• **Items from a labeling collection**

-- BEGIN --

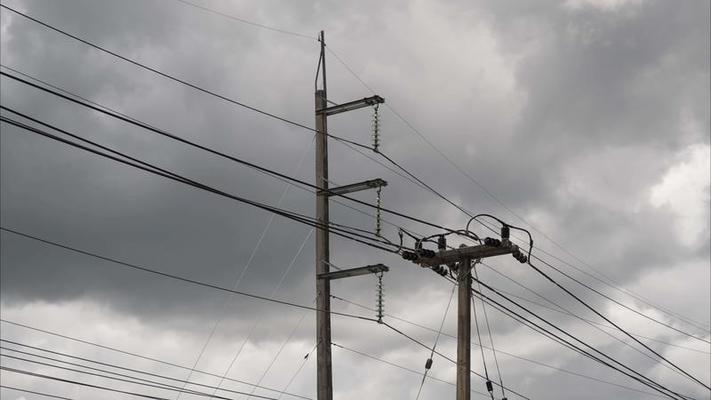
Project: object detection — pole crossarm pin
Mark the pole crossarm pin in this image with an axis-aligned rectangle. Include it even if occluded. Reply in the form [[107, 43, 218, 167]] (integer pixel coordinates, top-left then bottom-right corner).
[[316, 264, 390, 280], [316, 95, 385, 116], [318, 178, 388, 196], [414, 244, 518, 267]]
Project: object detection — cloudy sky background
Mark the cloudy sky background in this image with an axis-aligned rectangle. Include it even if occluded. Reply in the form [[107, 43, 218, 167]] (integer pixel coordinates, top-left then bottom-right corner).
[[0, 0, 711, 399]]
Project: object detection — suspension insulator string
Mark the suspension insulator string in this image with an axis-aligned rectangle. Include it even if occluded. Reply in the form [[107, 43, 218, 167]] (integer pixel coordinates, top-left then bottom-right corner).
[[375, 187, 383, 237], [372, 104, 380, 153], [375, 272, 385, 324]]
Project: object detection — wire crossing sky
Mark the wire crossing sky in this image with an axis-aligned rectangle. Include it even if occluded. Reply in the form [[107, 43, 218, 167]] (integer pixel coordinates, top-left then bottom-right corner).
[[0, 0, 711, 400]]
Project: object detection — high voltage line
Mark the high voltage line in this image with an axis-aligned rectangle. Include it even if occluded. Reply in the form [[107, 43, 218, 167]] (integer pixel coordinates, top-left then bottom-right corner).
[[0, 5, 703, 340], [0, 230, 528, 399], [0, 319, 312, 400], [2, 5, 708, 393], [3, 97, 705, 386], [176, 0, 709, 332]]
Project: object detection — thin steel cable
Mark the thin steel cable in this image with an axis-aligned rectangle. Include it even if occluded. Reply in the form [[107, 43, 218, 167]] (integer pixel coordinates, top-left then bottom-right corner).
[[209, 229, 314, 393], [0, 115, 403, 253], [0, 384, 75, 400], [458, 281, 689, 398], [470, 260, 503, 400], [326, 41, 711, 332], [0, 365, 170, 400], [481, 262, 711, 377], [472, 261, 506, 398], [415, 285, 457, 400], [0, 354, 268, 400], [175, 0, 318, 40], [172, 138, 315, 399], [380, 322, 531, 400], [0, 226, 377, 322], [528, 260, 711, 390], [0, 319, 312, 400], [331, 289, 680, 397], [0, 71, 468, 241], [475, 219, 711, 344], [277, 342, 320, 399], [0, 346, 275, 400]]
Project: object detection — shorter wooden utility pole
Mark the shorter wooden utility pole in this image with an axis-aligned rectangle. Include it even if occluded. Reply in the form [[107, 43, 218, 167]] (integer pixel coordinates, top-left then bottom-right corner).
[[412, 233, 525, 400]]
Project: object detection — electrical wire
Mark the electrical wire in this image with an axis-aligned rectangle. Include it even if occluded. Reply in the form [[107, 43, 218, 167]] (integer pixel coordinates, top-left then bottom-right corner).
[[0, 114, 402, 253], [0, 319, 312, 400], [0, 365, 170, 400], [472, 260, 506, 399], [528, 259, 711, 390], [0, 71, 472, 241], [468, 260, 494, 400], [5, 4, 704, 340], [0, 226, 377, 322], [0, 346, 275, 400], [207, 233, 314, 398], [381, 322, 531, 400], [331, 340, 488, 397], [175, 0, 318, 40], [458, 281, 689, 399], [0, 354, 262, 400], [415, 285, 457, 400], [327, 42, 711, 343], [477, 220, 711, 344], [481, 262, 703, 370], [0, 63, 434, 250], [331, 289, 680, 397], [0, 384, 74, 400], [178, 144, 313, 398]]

-- END --

• **Exercise instructions**
Starting at the line that contains "Project: object detection — wire crossing sky" and ending after the line that contains "0, 709, 332]]", rewrite those lines of the listing with "high voltage line" replaced by "power line" and nothing else changed.

• **Reply to the task**
Project: object detection — wire crossing sky
Mark the wire crossing sky in this image with an axis-aligned rectangle. Include it even if occluded. Reply in the form [[107, 43, 218, 167]] (integer pixel coordinates, top-left then bottom-right corner).
[[0, 0, 711, 400]]
Project: object detection — power line
Mark the power line in this image with an axis-aligned rectangle. Include it even if occluded. Reply in the form [[107, 43, 218, 167]] (integer pixel coordinates, top-left then bottom-right corner).
[[0, 5, 703, 340], [0, 230, 528, 399], [0, 319, 312, 400], [2, 5, 708, 393], [3, 97, 705, 386], [176, 0, 709, 332]]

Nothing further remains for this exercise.